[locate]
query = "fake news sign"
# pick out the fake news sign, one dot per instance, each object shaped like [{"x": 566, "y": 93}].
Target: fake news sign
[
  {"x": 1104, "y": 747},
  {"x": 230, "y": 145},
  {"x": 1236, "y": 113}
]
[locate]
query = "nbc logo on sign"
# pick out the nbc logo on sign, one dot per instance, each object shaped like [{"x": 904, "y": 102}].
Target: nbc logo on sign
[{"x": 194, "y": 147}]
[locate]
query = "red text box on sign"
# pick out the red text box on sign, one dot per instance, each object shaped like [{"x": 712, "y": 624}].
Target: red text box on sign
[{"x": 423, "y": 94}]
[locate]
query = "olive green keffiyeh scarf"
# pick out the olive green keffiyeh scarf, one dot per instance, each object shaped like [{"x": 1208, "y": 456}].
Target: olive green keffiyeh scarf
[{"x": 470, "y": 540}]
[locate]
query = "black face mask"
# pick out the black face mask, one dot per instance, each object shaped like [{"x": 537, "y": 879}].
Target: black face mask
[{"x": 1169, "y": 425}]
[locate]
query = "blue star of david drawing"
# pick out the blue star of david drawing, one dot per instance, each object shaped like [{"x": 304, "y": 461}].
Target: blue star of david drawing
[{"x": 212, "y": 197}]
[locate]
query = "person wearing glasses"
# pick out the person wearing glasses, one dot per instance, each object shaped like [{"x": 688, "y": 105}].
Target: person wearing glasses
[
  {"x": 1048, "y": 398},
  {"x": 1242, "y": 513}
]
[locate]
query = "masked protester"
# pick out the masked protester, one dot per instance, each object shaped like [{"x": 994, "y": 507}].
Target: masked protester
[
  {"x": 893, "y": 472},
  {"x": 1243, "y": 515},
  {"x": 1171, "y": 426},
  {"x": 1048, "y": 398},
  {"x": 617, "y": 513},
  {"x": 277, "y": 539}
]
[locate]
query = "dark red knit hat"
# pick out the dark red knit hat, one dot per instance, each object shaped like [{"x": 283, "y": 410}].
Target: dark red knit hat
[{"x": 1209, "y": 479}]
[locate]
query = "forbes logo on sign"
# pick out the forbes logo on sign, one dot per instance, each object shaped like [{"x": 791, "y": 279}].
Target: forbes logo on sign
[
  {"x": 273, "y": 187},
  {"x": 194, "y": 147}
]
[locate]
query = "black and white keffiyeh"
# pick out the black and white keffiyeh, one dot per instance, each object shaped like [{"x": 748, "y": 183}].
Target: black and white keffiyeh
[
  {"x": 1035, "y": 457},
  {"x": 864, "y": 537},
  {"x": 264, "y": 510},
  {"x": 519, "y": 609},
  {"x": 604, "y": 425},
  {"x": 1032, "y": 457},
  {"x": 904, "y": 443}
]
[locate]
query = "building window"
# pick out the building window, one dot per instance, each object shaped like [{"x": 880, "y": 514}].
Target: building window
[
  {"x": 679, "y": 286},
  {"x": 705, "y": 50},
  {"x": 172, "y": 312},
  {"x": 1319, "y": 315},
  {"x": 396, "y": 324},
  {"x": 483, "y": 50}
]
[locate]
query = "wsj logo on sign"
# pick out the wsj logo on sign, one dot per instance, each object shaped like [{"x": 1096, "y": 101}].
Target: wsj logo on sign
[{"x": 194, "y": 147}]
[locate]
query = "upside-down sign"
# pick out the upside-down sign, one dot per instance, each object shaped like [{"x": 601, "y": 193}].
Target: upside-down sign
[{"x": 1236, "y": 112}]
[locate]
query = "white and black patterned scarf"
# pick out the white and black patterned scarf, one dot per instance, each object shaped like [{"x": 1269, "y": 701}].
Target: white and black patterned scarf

# # # #

SET EXERCISE:
Copy the material above back out, exactly as written.

SOLUTION:
[locate]
query = "fake news sign"
# pick out the fake news sign, one dot per instance, each object shaped like [{"x": 566, "y": 93}].
Target: fake news sign
[
  {"x": 1104, "y": 747},
  {"x": 230, "y": 145},
  {"x": 1236, "y": 113}
]
[locate]
query = "nbc logo on sign"
# pick out the nbc logo on sign, one dot per instance, each object shaped like [{"x": 904, "y": 102}].
Target: nbc logo on sign
[{"x": 194, "y": 147}]
[locate]
query = "red text box on sign"
# pick out the red text box on sign, one dot per instance, each object shaped like [{"x": 712, "y": 624}].
Target: red text box on sign
[{"x": 423, "y": 94}]
[locate]
query = "olive green keffiyeh scarf"
# pick out the olive green keffiyeh scarf, one dot per instance, each object shaped like [{"x": 1208, "y": 456}].
Target: olive green keffiyeh scarf
[{"x": 470, "y": 540}]
[locate]
query = "black face mask"
# pick out the black face mask, one dot per instance, each object shaped like [{"x": 537, "y": 879}].
Target: black face mask
[{"x": 1169, "y": 425}]
[locate]
query = "blue star of david drawing"
# pick out the blue star of david drawing, one dot per instance, each object shaped like [{"x": 304, "y": 461}].
Target: blue star of david drawing
[{"x": 212, "y": 197}]
[locate]
query = "person wearing glasses"
# pick out the person wearing glasses, one dot per instance, each object shaped like [{"x": 688, "y": 105}].
Target: person wearing glasses
[
  {"x": 1048, "y": 398},
  {"x": 1242, "y": 513}
]
[locate]
query = "masked protester"
# pick out the masked protester, one dot per instance, each object shaped like [{"x": 994, "y": 507}].
Target: masked protester
[
  {"x": 893, "y": 472},
  {"x": 1243, "y": 515},
  {"x": 1171, "y": 426},
  {"x": 1048, "y": 398},
  {"x": 617, "y": 513},
  {"x": 277, "y": 539}
]
[locate]
query = "dark red knit hat"
# pick out the dark red knit hat, one dot per instance, each object shaped like [{"x": 283, "y": 410}].
Target: dark red knit hat
[{"x": 1209, "y": 479}]
[locate]
query = "forbes logo on sign"
# pick out the forbes logo on sign, one dot per instance, each object shaped like [{"x": 791, "y": 279}].
Target: forbes logo on sign
[
  {"x": 273, "y": 187},
  {"x": 194, "y": 147}
]
[locate]
query = "black and white keffiyeh"
# pick out the black and white keffiyeh, one dot per instance, each object shaped like [{"x": 748, "y": 183}].
Target: black and white keffiyeh
[
  {"x": 1035, "y": 457},
  {"x": 864, "y": 537},
  {"x": 264, "y": 510},
  {"x": 519, "y": 609},
  {"x": 604, "y": 425},
  {"x": 1032, "y": 457},
  {"x": 904, "y": 443}
]
[locate]
query = "building window"
# pick out the building window, one dot per instance, each object shaped like [{"x": 880, "y": 514}].
Target: building window
[
  {"x": 679, "y": 286},
  {"x": 705, "y": 50},
  {"x": 172, "y": 312},
  {"x": 1319, "y": 315},
  {"x": 396, "y": 324},
  {"x": 483, "y": 50}
]
[locate]
query = "wsj logo on sign"
# pick out the wsj logo on sign, one dot per instance, each object shaped like [{"x": 1096, "y": 101}].
Target: wsj logo on sign
[{"x": 194, "y": 147}]
[locate]
query = "upside-down sign"
# pick out the upside-down sign, one dot per instance, each object shaped like [{"x": 601, "y": 193}].
Target: upside-down sign
[{"x": 1236, "y": 112}]
[locate]
query = "white and black patterned scarf"
# pick out the white and black patterned scarf, one dot per instance, each object shaped like [{"x": 1269, "y": 701}].
Target: white and black patterned scarf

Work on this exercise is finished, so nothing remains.